*** Data for processing
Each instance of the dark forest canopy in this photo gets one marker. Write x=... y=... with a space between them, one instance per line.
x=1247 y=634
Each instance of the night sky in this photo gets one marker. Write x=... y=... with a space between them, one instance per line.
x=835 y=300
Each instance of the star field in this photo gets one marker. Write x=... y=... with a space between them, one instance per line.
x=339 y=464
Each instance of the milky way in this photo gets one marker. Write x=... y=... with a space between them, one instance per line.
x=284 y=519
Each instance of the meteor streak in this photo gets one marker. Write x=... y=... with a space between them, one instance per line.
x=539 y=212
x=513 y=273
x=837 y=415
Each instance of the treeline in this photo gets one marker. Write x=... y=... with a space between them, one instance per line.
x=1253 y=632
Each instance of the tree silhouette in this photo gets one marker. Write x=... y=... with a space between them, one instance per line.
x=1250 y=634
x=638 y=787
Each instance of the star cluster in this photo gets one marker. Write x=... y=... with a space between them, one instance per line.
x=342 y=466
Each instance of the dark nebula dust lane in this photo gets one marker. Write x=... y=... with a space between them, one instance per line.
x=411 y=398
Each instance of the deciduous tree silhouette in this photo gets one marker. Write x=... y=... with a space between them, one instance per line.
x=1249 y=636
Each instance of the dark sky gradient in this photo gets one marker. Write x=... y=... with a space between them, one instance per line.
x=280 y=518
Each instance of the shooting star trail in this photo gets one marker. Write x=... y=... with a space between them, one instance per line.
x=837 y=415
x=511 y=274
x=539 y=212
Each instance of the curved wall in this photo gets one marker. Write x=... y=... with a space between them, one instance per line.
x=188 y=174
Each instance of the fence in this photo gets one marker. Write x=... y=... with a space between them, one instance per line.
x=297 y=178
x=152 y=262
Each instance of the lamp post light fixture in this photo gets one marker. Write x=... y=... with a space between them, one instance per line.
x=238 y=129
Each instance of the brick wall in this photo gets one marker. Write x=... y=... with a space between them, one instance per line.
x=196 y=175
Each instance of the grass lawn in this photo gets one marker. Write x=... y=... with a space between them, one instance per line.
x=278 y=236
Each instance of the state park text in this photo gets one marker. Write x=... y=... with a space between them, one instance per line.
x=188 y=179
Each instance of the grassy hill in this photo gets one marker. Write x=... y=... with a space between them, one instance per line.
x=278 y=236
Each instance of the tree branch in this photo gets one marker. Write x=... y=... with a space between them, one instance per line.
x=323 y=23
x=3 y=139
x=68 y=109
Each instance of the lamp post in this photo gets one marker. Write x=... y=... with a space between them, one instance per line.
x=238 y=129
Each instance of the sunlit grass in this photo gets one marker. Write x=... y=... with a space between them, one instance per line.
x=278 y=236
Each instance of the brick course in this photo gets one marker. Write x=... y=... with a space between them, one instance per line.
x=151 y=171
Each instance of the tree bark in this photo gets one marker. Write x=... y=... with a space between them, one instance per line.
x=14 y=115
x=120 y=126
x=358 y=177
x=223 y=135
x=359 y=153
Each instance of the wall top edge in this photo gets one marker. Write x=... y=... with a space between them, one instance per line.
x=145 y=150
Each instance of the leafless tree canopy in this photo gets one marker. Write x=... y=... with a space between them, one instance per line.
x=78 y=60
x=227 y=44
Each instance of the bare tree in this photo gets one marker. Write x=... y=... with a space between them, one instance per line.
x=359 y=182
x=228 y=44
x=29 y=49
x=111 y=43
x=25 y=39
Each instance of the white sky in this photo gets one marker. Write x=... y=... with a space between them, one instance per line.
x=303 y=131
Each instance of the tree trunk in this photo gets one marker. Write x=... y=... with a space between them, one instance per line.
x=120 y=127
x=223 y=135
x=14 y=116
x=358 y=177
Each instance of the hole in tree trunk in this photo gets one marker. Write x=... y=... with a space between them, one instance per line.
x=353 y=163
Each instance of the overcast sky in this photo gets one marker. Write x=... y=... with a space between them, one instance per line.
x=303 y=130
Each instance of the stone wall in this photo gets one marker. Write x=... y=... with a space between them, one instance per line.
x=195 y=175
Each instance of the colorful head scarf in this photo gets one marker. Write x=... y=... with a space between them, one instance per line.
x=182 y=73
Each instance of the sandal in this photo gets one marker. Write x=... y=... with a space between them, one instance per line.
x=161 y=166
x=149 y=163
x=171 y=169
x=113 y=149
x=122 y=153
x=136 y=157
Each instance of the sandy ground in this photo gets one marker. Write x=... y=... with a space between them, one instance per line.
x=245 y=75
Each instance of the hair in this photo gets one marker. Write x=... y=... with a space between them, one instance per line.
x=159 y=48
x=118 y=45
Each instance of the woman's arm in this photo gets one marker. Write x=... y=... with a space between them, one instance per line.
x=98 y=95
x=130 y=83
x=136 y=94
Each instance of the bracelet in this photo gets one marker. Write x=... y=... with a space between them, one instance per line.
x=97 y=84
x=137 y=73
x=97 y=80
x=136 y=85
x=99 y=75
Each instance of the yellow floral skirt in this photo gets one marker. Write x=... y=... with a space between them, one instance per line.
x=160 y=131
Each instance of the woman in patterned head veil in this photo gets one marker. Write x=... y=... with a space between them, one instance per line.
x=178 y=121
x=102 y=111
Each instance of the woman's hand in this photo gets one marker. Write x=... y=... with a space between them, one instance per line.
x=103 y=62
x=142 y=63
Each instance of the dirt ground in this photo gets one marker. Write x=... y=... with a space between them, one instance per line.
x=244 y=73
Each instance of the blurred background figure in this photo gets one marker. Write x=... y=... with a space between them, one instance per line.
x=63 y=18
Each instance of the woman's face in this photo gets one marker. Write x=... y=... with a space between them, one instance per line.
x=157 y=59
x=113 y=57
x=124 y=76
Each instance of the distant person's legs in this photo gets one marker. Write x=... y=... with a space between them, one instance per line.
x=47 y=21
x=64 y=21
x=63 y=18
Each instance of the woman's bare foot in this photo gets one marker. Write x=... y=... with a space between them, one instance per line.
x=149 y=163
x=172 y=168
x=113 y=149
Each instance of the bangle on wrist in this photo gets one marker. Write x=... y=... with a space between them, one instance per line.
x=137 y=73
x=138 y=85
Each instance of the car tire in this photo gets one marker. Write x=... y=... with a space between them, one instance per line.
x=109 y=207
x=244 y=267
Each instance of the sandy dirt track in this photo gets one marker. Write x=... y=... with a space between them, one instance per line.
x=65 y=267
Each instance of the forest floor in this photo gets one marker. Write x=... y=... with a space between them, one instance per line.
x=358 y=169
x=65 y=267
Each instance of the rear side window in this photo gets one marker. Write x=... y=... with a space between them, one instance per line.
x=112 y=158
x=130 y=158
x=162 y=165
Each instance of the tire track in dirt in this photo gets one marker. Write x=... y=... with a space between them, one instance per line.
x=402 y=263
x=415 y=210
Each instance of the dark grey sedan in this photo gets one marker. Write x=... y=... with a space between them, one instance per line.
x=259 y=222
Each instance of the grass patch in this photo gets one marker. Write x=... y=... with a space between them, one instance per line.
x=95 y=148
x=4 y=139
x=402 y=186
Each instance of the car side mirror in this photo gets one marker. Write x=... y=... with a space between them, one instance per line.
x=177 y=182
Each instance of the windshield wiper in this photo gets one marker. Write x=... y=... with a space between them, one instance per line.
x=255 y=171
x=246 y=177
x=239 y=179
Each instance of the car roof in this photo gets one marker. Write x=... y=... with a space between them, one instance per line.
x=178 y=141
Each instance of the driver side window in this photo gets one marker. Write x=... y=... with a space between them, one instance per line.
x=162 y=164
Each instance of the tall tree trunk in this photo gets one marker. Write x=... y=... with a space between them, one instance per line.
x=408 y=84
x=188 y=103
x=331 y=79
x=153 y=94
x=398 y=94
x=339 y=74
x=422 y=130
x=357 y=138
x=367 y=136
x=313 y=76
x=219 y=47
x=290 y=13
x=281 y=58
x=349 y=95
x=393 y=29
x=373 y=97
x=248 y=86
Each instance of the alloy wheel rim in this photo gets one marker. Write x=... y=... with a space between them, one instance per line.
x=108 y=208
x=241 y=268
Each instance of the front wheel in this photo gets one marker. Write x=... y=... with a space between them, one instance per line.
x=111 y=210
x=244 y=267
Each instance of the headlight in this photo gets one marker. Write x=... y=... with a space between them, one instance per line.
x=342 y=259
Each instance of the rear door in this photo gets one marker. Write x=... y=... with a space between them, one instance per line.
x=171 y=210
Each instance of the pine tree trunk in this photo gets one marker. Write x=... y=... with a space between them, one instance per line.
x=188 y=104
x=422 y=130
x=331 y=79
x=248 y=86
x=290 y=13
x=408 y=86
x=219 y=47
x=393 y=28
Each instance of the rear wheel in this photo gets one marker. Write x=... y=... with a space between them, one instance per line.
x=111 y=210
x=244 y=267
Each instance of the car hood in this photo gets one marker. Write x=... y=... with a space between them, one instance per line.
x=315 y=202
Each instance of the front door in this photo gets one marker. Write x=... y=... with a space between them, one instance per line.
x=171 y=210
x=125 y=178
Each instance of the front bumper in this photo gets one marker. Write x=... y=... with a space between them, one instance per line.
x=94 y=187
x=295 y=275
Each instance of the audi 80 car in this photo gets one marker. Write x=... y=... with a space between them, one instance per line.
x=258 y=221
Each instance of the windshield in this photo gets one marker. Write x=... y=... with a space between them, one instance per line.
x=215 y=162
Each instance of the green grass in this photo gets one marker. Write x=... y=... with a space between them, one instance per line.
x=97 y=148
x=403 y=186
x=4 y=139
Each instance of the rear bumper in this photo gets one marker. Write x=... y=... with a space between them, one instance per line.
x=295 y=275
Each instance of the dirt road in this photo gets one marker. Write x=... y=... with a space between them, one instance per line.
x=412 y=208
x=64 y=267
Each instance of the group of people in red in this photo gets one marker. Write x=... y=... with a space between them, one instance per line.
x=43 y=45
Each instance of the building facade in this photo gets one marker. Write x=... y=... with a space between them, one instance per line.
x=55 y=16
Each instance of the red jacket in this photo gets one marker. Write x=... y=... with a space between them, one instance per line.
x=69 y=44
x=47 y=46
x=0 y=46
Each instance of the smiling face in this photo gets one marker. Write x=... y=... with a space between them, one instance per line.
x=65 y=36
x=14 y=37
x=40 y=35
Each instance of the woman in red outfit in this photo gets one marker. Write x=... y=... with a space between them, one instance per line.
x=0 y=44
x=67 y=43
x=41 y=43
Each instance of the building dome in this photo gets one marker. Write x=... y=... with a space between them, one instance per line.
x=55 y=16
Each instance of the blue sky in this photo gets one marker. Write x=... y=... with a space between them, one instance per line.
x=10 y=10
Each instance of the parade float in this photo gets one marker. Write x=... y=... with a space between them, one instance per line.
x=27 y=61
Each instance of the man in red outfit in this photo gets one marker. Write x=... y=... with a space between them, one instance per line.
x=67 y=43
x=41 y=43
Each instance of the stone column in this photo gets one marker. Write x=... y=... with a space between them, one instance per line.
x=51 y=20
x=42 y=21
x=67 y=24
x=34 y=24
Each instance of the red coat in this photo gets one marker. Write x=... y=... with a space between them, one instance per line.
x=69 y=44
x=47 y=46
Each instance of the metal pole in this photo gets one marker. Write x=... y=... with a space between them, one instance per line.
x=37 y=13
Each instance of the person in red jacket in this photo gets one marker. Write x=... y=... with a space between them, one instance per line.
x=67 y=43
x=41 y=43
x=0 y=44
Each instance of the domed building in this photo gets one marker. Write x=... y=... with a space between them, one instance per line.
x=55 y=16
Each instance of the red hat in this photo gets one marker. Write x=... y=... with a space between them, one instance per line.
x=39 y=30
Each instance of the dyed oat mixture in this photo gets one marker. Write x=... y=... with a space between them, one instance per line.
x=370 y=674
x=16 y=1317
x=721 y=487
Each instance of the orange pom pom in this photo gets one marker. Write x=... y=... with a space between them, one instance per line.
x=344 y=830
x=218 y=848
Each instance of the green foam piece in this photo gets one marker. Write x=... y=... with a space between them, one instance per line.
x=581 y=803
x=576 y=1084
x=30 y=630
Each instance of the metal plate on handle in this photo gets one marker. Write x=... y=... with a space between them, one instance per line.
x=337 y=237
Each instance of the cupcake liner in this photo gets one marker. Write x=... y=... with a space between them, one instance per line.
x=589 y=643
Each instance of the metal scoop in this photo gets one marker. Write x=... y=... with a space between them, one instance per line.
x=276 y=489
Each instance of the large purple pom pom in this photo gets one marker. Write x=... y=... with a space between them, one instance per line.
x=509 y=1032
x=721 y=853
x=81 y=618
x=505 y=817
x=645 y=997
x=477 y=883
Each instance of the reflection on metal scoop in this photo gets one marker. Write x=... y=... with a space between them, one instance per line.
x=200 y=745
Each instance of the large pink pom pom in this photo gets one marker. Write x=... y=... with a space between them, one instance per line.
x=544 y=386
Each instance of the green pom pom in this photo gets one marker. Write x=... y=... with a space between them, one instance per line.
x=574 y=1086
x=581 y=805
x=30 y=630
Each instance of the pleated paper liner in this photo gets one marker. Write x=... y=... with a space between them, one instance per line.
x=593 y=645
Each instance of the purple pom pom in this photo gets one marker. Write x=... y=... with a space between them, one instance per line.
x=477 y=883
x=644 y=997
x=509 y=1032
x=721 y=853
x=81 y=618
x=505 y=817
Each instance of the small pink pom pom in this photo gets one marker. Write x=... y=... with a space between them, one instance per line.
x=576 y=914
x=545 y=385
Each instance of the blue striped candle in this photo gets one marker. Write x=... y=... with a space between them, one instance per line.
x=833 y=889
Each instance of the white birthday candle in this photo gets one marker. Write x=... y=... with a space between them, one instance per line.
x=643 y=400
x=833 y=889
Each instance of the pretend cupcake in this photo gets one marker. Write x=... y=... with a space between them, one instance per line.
******
Work to complete: In the records above, locate the line that contains "Each instance of the pleated". Repeat it and every line after it, exactly, and nothing else.

Exercise response:
Each instance of the pleated paper liner in this photo gets one marker. Write x=... y=... with a space between them, one instance per line.
x=593 y=645
Each instance of the purple pom pom in this photo gets one marker. Write x=... y=... with a space between them, one instance per line.
x=477 y=883
x=644 y=997
x=509 y=1032
x=721 y=853
x=81 y=618
x=505 y=817
Each instance of the small pink pom pom in this photo gets one marker. Write x=... y=... with a space between them, one instance per line.
x=576 y=914
x=545 y=385
Each instance of the blue striped candle in this photo gets one marker. Write x=... y=... with a space between them, one instance per line.
x=833 y=889
Each instance of the white birthday candle in this photo gets one marker. Write x=... y=... with a space between them, one instance per line.
x=643 y=400
x=833 y=889
Each instance of the pretend cupcake in this photo gets one marker. Write x=... y=... with a space between them, one instance per line.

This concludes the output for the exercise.